-- Trecho fornecido --
Todas as democracias têm suas conjunturas claro-escuras, porém momentos de crise política não podem obnubilar a estrutura democrática. Transitoriedade e alternância no poder conjugam autoridade, respeito ao voto e democracia.
Às últimas consequências os limites constitucionais.
O escrutínio que se aproxima em outubro vindouro propicia oportunidade para desnudar a diluição institucional, pois um pleito dessa envergadura, dimensão e relevância pode ser um dos meios de defesa do povo contra o autoritarismo e a excessiva centralização de poderes na Federação. É o município o primeiro mundo político da cidadania, elevado em 1988 a ente federativo a merecer maior e melhor presença no federalismo de cooperação.

-- Dados fornecidos --
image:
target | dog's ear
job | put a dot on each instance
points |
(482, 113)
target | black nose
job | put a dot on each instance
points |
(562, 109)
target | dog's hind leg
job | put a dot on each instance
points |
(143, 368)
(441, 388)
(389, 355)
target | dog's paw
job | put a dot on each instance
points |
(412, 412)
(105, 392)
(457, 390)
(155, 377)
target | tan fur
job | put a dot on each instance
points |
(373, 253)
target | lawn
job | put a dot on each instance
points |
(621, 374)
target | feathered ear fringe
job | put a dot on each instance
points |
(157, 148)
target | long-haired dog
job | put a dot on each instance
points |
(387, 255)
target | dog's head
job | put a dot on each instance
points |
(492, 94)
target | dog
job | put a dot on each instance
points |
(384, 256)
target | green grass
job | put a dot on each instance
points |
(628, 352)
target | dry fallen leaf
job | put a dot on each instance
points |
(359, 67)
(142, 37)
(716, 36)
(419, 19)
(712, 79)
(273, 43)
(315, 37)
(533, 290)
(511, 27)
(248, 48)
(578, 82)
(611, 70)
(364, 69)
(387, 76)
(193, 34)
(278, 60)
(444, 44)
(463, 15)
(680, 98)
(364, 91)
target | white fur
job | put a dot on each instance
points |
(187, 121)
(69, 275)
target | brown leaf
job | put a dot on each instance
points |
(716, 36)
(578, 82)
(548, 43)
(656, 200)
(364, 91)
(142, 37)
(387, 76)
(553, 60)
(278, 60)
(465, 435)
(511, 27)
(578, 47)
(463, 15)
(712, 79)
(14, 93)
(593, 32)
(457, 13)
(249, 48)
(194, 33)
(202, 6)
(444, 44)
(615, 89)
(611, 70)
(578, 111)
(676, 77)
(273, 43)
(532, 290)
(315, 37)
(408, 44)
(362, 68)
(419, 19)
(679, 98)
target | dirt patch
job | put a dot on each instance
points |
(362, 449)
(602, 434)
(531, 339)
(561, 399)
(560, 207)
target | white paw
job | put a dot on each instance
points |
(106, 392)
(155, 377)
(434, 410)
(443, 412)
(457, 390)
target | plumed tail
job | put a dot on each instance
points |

-- O que fazer --
1) No trecho sobre democracia e eleições, em que ano o município foi elevado a ente federativo?
2) Dê seguimento ao trecho sobre democracia e o pleito de outubro, começando logo após a última frase.
Este material provém de outra fonte.

-- Respostas às tarefas --
1) Em 1988.

2)
A diferença entre ponte e abismo vem se colocando no horizonte. Quiçá seja tempo de renovar a esperança de que somos plurais nas diferenças e capazes de ligar margens, e não apenas produzir clivagens. As eleições vêm logo aí. O tripé democracia, igualdade e República se reaviva no município.
Aos predadores antidemocráticos, o que lhes corresponde de acordo com a bula democrática: doses maciças de tolerância e de coexistência injetadas pelo soro dos limites constitucionais. O voto informado pode fazer de cada município a síntese que contém o País.